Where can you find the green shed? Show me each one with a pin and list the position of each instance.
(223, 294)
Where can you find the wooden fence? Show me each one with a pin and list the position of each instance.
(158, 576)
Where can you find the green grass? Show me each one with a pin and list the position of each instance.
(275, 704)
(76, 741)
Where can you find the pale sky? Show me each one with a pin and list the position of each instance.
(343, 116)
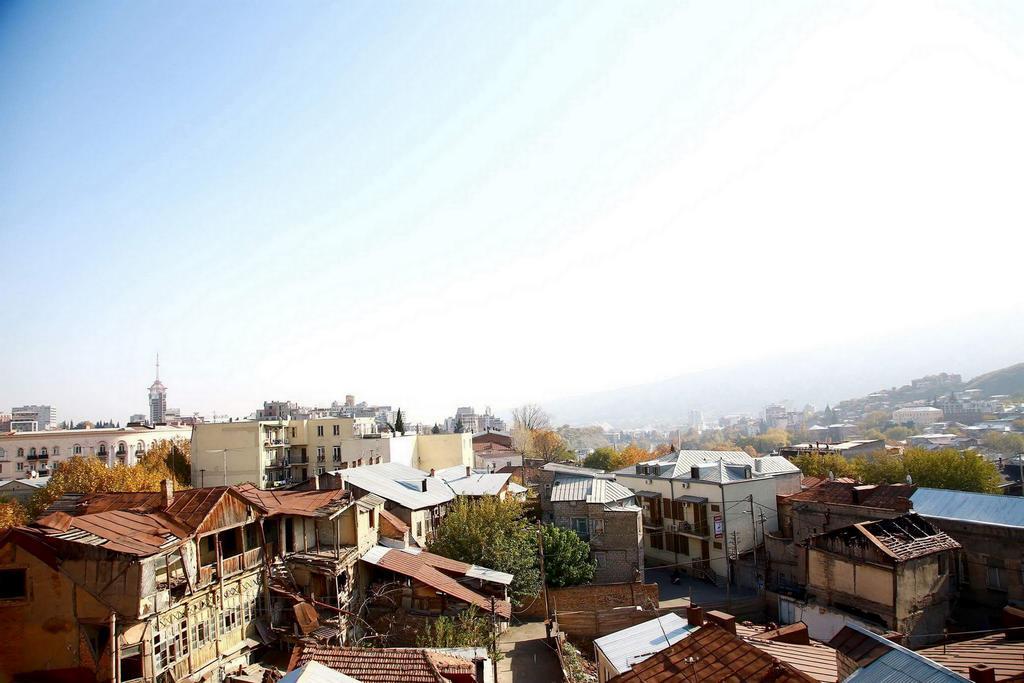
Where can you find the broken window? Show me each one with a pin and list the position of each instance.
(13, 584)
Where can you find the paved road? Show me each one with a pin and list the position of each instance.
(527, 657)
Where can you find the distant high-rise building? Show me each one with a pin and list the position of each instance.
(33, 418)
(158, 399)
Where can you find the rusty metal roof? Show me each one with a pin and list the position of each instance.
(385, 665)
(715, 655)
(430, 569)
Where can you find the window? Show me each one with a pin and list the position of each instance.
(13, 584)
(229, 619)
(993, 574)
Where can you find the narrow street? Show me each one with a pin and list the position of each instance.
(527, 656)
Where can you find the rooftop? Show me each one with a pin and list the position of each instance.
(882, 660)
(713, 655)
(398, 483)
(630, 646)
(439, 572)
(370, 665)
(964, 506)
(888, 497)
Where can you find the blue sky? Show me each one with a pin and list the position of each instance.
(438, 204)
*****
Give every line back word for word and leave the pictures out.

Where can you find the green shed? Show me each one with a pin and list the position of each instance.
(223, 294)
Where can you find the wooden fence? Show me each one with a pin and list the position of each instance.
(158, 576)
Where can you find the green grass? Show me each one with a pin and list the position of each instance.
(275, 704)
(76, 741)
Where can you find the pale sky? Show me each one with a pin and list the position of each instance.
(343, 116)
Where can you find the broken window? Show me each one with a pin and list the position of each instance.
(13, 584)
Where can you find the paved road? Show me each one with a pin and list the position of each instance.
(527, 657)
Where can you find the distant high-rise building? Show me each one with a pin and list the position of each instance.
(33, 418)
(158, 399)
Where can you find the rusty metal roof? Show me each one with a pin and list the position of each instance.
(385, 665)
(715, 655)
(430, 569)
Where can you find the window? Show me each one with a pin and list the position of each instance.
(13, 584)
(229, 619)
(993, 574)
Where can you find the narrow street? Show me each one with a pin and list the position of each instance.
(527, 656)
Where can you find the rooftop? Show me each one with a pin and list the position of each instance.
(882, 660)
(713, 655)
(398, 483)
(630, 646)
(439, 572)
(370, 665)
(964, 506)
(888, 497)
Where can you find the blue sky? Show me each one with a pin and list the position of each instance.
(438, 204)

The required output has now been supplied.